=== What you need to do ===
For every line in the entries that contains "bedding", show the whole line.

=== Given records ===
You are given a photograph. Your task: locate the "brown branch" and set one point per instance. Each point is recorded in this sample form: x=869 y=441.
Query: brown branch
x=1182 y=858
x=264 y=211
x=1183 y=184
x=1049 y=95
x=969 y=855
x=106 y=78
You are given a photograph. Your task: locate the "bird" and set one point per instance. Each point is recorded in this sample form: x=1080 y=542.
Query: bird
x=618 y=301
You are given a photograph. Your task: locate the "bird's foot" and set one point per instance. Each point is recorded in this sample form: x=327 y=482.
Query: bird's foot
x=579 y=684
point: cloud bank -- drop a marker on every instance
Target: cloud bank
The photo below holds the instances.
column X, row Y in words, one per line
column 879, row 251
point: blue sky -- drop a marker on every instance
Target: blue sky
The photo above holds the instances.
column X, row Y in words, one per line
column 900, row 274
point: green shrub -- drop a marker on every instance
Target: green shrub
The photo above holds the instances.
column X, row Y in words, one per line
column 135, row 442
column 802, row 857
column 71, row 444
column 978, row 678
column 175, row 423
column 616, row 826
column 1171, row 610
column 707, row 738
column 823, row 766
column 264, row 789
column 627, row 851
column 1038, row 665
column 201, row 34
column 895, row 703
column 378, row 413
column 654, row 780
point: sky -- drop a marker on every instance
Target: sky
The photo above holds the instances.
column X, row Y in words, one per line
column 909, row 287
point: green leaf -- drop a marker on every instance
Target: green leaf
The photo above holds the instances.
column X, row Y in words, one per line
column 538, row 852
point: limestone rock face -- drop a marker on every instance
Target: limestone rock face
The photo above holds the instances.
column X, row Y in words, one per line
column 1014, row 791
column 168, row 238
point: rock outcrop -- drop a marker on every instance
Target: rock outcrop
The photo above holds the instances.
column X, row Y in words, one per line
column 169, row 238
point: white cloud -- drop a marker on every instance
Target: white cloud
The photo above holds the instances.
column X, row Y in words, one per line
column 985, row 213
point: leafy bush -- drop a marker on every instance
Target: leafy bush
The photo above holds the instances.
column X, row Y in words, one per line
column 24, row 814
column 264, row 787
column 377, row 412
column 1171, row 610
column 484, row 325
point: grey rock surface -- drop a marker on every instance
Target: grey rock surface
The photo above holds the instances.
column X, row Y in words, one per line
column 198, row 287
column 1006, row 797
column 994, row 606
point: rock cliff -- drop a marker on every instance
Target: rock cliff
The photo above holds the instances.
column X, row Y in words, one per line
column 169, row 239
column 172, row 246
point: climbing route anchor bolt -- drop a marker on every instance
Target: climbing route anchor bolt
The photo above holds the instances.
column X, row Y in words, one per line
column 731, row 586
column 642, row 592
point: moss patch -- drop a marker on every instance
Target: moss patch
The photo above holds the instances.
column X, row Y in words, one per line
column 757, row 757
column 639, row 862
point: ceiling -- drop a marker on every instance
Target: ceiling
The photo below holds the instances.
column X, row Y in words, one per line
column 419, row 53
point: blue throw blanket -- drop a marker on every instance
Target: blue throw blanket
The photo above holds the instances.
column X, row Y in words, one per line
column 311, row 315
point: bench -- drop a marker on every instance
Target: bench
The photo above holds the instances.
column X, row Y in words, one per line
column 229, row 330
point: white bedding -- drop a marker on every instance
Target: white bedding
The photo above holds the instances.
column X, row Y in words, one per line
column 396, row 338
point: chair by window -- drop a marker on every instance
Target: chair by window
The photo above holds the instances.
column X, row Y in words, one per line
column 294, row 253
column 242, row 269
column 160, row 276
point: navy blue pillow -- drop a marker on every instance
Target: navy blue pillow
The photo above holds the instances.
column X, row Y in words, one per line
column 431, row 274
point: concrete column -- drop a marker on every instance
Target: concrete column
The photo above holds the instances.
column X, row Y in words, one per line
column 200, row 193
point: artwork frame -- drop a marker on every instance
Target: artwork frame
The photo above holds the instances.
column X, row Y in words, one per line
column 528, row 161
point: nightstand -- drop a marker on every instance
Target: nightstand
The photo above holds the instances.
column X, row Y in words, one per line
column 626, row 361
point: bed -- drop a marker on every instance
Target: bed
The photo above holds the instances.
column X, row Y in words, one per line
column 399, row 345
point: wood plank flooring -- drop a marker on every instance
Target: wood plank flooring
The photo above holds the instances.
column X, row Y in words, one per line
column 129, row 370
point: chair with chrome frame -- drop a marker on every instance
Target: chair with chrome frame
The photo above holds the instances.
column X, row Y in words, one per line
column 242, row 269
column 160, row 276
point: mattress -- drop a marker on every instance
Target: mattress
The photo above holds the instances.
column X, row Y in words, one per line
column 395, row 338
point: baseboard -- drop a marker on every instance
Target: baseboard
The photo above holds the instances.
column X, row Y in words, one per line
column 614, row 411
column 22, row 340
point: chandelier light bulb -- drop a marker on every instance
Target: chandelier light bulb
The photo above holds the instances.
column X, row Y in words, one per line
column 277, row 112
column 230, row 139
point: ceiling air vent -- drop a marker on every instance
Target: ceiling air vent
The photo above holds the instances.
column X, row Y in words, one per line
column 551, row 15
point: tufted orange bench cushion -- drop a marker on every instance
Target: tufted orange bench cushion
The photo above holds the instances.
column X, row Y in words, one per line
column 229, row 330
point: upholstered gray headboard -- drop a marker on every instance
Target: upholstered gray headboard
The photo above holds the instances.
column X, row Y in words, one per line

=== Answer to this problem ===
point: white bedding -- drop a marker on every instance
Target: white bedding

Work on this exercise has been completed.